::: Dataset rows :::
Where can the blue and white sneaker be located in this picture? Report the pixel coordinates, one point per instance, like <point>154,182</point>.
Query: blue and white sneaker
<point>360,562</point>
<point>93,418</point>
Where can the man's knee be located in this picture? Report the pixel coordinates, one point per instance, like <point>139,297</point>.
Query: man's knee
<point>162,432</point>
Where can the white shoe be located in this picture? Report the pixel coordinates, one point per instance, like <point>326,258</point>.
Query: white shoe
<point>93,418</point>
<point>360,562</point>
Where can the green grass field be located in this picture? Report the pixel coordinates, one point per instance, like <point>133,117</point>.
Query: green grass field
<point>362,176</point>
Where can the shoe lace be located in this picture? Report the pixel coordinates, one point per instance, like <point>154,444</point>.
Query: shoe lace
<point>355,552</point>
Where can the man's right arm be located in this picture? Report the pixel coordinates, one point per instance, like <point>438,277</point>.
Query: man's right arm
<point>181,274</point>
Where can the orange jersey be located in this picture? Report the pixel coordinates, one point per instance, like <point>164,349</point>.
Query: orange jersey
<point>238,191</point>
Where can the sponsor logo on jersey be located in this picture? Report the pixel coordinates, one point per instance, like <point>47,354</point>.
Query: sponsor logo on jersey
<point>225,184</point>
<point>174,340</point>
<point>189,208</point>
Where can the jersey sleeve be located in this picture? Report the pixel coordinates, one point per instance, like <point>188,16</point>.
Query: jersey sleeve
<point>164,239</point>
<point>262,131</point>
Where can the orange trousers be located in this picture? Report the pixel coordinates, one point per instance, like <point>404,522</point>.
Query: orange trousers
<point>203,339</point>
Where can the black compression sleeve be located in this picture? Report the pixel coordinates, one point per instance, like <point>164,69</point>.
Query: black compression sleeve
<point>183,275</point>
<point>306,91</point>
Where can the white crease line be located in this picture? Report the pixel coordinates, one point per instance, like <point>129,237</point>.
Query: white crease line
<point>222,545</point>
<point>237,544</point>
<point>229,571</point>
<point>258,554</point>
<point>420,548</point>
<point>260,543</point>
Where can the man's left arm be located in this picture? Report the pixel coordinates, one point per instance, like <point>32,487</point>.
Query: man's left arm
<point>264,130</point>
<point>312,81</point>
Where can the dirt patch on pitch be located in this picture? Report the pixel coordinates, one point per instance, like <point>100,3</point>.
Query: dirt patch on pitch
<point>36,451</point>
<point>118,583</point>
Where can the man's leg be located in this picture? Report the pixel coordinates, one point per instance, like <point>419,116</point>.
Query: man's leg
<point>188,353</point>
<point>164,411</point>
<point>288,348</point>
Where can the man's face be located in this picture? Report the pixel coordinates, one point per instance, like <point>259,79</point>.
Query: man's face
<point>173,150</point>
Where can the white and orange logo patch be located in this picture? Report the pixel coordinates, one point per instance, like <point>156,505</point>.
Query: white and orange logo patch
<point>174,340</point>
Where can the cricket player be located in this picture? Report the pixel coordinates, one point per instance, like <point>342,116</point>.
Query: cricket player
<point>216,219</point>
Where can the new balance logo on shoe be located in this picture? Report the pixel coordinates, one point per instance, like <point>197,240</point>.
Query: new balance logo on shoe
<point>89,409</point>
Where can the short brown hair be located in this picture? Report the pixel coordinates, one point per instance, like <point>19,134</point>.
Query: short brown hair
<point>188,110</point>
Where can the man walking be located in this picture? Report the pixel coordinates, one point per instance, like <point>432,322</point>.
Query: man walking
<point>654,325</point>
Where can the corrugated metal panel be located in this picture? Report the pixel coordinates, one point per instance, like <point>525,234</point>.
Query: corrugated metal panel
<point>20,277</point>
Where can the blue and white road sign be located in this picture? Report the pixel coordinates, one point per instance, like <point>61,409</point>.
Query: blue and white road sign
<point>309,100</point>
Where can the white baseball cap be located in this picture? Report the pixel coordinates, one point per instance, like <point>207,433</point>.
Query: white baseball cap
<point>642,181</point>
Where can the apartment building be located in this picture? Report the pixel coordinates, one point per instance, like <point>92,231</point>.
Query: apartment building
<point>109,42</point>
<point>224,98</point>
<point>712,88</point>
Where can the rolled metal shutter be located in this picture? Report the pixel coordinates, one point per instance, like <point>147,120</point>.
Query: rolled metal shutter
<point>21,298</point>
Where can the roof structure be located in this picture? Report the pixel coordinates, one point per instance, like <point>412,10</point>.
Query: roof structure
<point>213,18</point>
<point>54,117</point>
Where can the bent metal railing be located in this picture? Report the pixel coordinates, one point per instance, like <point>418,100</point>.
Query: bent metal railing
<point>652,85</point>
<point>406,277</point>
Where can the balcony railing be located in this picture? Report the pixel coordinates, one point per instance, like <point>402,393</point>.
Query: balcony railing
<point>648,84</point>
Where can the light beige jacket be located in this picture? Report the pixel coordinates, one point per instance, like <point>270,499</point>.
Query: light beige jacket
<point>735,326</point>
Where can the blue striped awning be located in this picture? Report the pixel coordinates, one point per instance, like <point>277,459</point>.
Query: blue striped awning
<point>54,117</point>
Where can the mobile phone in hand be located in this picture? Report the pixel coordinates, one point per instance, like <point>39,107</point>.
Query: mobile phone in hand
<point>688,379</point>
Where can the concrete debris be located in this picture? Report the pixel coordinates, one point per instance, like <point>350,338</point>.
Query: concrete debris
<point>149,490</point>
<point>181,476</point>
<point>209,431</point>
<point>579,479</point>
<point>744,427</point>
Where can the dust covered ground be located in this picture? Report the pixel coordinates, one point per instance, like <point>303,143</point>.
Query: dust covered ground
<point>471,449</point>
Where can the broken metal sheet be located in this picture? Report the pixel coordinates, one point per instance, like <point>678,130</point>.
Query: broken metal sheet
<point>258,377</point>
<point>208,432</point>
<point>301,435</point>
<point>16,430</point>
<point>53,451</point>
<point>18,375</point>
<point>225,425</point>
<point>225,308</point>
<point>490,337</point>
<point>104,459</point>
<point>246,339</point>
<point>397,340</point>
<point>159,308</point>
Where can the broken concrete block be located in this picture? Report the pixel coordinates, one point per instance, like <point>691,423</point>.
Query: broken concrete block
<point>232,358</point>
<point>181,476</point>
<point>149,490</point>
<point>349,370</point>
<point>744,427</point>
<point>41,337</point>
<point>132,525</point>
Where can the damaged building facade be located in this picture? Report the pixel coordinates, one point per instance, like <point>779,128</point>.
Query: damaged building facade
:::
**To be done**
Print all of the data above again, line for line and without changes.

**Result of the task**
Where can the blue and white sneaker be located in this picture? Report the pixel coordinates, one point per instance, like <point>154,182</point>.
Query: blue and white sneaker
<point>360,562</point>
<point>93,418</point>
Where can the man's knee be located in this picture? Report the pixel coordinates, one point per instance, like <point>139,297</point>.
Query: man's knee
<point>162,432</point>
Where can the white shoe be located in this picture? Report the pixel coordinates, one point per instance, like <point>326,258</point>.
Query: white shoe
<point>93,418</point>
<point>360,562</point>
Where can the green grass field be located in this picture? Report the pixel coordinates, one point per instance, like <point>133,117</point>.
Query: green grass field
<point>362,176</point>
Where can the shoe lace be located in this picture? Report the pixel coordinates, one point per instance, like <point>154,444</point>.
Query: shoe lace
<point>355,552</point>
Where can the man's right arm be located in this picture? Report the pixel coordinates, one point per instance, like <point>438,277</point>.
Query: man's right arm
<point>181,274</point>
Where can the orange jersey be located in this picture? Report the pixel coordinates, one point per instance, like <point>164,349</point>.
Query: orange jersey
<point>238,191</point>
Where can the sponsor logo on jersey be located in this picture? Report the pixel coordinates, one point per instance, like <point>47,354</point>.
Query: sponsor logo on jersey
<point>225,184</point>
<point>174,340</point>
<point>189,208</point>
Where can the jersey sleeve be located in this picture? Report the pixel coordinates, one point per instance, like <point>188,16</point>.
Query: jersey sleeve
<point>164,239</point>
<point>262,131</point>
Where can the orange trousers be located in this picture? Report the pixel coordinates, one point per instance, like <point>404,522</point>.
Query: orange trousers
<point>203,339</point>
Where can the black compression sleeve be located in this picture? Report the pixel coordinates, one point per instance, like <point>164,69</point>.
Query: black compression sleeve
<point>183,275</point>
<point>306,91</point>
Where can the white crease line be located in this picture? Report the pixel coordinates, one point per instance, like <point>129,237</point>.
Query: white crease line
<point>222,545</point>
<point>237,544</point>
<point>229,571</point>
<point>258,554</point>
<point>420,548</point>
<point>260,543</point>
Where can the man's left arm be located in this picture? Report the pixel coordinates, one point per instance, like <point>32,487</point>.
Query: man's left arm
<point>264,130</point>
<point>312,81</point>
Where can the dirt patch on pitch be located in this picture? Report the pixel coordinates, one point per instance, like <point>100,3</point>.
Query: dirt patch on pitch
<point>36,451</point>
<point>118,583</point>
Where can the man's leg be located in this picture? Report the pixel coordinates, one point per instance, like <point>419,116</point>.
Query: man's leg
<point>188,353</point>
<point>164,411</point>
<point>288,348</point>
Where can the man's face be located in this picture? Report the pixel coordinates, one point per instance, like <point>259,79</point>.
Query: man's face
<point>173,150</point>
Where can the white and orange logo patch be located in this picture? Report the pixel coordinates, one point per instance, like <point>156,505</point>.
Query: white and orange logo patch
<point>174,340</point>
Where can the cricket player be located in this picture? Report the pixel coordinates, one point per instance, like <point>342,116</point>.
Query: cricket player
<point>216,219</point>
Where can the new balance logo on shoe be located in this picture? Report the pixel coordinates, one point per instance, like <point>197,240</point>.
Query: new balance logo on shoe
<point>89,409</point>
Where can the short brown hair be located in this picture? Report the pixel coordinates, one point per instance, like <point>19,134</point>.
Query: short brown hair
<point>188,110</point>
Where can the man walking be located in this picture? Report the pixel coordinates, one point per instance, like <point>432,322</point>.
Query: man walking
<point>654,325</point>
Where can the corrugated metal panel be located in this picture? Report the pixel coordinates, one point per instance, like <point>525,234</point>.
Query: corrugated metal panel
<point>20,277</point>
Where can the blue and white road sign be located in this picture? Report the pixel coordinates, one point per instance, like <point>61,409</point>.
Query: blue and white road sign
<point>309,100</point>
Where can the white baseball cap be located in this picture? Report the pixel coordinates, one point per instance, like <point>207,433</point>.
Query: white baseball cap
<point>642,181</point>
Where can the apartment building be located in this picture? Report the pixel coordinates, one point per instance, like <point>92,231</point>.
Query: apartment building
<point>109,42</point>
<point>224,98</point>
<point>712,88</point>
Where can the rolled metal shutter be located in this picture? Report the pixel coordinates, one point per instance, like <point>147,120</point>.
Query: rolled metal shutter
<point>21,298</point>
Where can the roof structure be located in this picture? Report the pixel coordinates, one point per instance, like <point>412,10</point>.
Query: roof structure
<point>213,18</point>
<point>54,117</point>
Where can the bent metal railing be located in this picture? Report the pixel coordinates, one point per instance, like <point>418,100</point>.
Query: bent metal railing
<point>652,85</point>
<point>406,277</point>
Where can the balcony railing be located in this picture? Report the pixel coordinates, one point per instance, like <point>402,393</point>.
Query: balcony railing
<point>648,84</point>
Where can the light beige jacket be located in this picture? Report the pixel coordinates, one point per instance, like <point>270,499</point>.
Query: light beige jacket
<point>735,326</point>
Where can the blue striped awning be located in this picture? Report the pixel coordinates, one point per instance, like <point>277,459</point>.
Query: blue striped awning
<point>54,117</point>
Where can the mobile phone in hand be located in this picture? Report the pixel coordinates, one point per instance, like <point>39,107</point>.
Query: mobile phone in hand
<point>688,379</point>
Where can the concrete debris be located in this picture? Report the pixel coordinates, one point per instance, like <point>350,338</point>.
Query: concrete debris
<point>149,490</point>
<point>181,476</point>
<point>209,431</point>
<point>579,479</point>
<point>744,427</point>
Where can the dust covered ground be located in this picture? Report the pixel coordinates, one point per instance, like <point>303,143</point>.
Query: dust covered ground
<point>471,449</point>
Where can the broken metal sheet be located in this picture? Report the pixel coordinates, one point per instance, like <point>678,130</point>.
Query: broken metal sheet
<point>258,377</point>
<point>208,432</point>
<point>301,435</point>
<point>16,430</point>
<point>53,451</point>
<point>18,375</point>
<point>225,425</point>
<point>225,308</point>
<point>490,337</point>
<point>104,459</point>
<point>246,339</point>
<point>397,340</point>
<point>159,308</point>
Where can the broken concrete block be located in this picture? Report the pixel coordinates, one point per instance, like <point>691,423</point>.
Query: broken concrete block
<point>232,358</point>
<point>181,476</point>
<point>149,490</point>
<point>349,370</point>
<point>744,427</point>
<point>41,337</point>
<point>132,525</point>
Where can the damaged building facade be located in this picture? Report the pixel coordinates, one point per instance, like <point>779,128</point>.
Query: damaged building facade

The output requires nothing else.